**GOAL OF THE EXERCISE**
Rewrite part of the listing below as a Markdown table with two columns, "Row" and "Line". "Row" holds a running number and "Line" holds the line itself. Include only the lines from the one containing "Could you please point out the shadow" to the one containing "(1201, 373)", both included, and omit any blank lines.

**THE DATA**
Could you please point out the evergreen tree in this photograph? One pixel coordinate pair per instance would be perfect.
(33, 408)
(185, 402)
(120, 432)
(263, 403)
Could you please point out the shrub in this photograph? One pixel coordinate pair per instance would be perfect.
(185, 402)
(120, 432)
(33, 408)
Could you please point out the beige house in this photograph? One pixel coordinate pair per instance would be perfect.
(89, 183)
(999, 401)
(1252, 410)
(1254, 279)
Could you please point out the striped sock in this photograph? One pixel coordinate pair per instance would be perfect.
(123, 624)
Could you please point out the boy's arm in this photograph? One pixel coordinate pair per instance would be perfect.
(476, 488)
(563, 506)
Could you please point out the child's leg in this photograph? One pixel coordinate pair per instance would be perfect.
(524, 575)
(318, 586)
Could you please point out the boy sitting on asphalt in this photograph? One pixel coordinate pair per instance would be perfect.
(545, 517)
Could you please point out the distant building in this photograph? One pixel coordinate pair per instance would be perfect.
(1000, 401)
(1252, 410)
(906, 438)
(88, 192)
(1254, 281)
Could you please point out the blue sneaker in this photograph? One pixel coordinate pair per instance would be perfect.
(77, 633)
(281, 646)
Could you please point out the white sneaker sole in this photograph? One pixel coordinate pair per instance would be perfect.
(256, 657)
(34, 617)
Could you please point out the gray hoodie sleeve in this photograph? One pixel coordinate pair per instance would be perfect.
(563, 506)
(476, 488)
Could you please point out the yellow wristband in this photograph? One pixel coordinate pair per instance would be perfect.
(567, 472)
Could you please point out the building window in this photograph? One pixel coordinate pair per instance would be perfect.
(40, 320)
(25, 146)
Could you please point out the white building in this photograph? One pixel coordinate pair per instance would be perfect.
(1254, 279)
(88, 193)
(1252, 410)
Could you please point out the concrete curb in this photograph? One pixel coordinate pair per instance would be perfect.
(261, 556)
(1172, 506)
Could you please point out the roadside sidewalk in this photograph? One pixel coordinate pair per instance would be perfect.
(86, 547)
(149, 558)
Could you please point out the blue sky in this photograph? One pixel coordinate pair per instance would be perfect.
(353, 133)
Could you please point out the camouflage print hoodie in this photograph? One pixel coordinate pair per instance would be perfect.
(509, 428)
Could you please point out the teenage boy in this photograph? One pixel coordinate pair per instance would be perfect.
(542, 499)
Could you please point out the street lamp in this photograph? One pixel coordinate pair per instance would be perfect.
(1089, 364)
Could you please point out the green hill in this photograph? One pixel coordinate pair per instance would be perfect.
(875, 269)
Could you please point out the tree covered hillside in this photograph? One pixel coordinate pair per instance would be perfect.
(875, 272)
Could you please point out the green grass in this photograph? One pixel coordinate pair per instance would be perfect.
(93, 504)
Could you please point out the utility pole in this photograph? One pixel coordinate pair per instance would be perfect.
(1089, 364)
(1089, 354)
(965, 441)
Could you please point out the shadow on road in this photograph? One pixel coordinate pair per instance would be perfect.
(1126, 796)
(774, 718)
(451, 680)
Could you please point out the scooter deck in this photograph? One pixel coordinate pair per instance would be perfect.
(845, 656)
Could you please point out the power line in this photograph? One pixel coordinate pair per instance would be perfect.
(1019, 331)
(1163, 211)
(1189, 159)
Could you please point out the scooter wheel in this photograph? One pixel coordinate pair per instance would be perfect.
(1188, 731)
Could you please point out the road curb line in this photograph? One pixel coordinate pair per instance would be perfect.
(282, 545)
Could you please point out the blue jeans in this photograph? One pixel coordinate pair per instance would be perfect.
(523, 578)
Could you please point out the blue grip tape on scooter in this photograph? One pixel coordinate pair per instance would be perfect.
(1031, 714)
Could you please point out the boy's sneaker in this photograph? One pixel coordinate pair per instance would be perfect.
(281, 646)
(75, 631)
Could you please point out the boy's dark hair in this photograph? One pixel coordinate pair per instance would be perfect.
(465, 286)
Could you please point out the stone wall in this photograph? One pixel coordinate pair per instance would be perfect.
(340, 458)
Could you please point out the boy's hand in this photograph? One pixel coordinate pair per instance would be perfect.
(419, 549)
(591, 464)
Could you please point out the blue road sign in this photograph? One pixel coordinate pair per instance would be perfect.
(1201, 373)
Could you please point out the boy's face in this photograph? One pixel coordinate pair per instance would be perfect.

**SOLUTION TO THIS PROBLEM**
| Row | Line |
|---|---|
| 1 | Could you please point out the shadow on road in this photograph? One pixel coordinate pair per instance would be perfect. |
| 2 | (1126, 796) |
| 3 | (774, 718) |
| 4 | (451, 680) |
| 5 | Could you please point out the scooter deck in this photograph? One pixel coordinate pair per instance would be perfect. |
| 6 | (845, 656) |
| 7 | Could you please point out the power line in this photograph? One pixel coordinate pair per instance would be perfect. |
| 8 | (1019, 331) |
| 9 | (1163, 211) |
| 10 | (1189, 159) |
| 11 | Could you please point out the scooter wheel in this photograph? One pixel coordinate pair per instance would be perfect. |
| 12 | (1188, 731) |
| 13 | Could you please point out the road curb line in this photograph? One pixel coordinate pair per instance would be perfect. |
| 14 | (282, 545) |
| 15 | Could you please point out the blue jeans in this photograph? One pixel coordinate pair per instance would be perfect. |
| 16 | (523, 578) |
| 17 | Could you please point out the blue grip tape on scooter in this photograph? One pixel coordinate pair per instance would be perfect. |
| 18 | (1031, 714) |
| 19 | Could you please point out the boy's sneaker in this photograph? One pixel coordinate pair per instance would be perfect. |
| 20 | (281, 646) |
| 21 | (75, 631) |
| 22 | Could you please point out the boy's dark hair in this photograph? One pixel coordinate pair per instance would be perfect. |
| 23 | (465, 286) |
| 24 | Could you please point out the stone wall in this photograph? One pixel coordinate pair per instance would be perfect. |
| 25 | (340, 458) |
| 26 | Could you please point out the boy's hand in this photograph? One pixel coordinate pair per instance would be perfect. |
| 27 | (419, 549) |
| 28 | (591, 464) |
| 29 | Could you please point out the blue road sign in this photograph? One pixel coordinate pair per instance would be perfect. |
| 30 | (1201, 373) |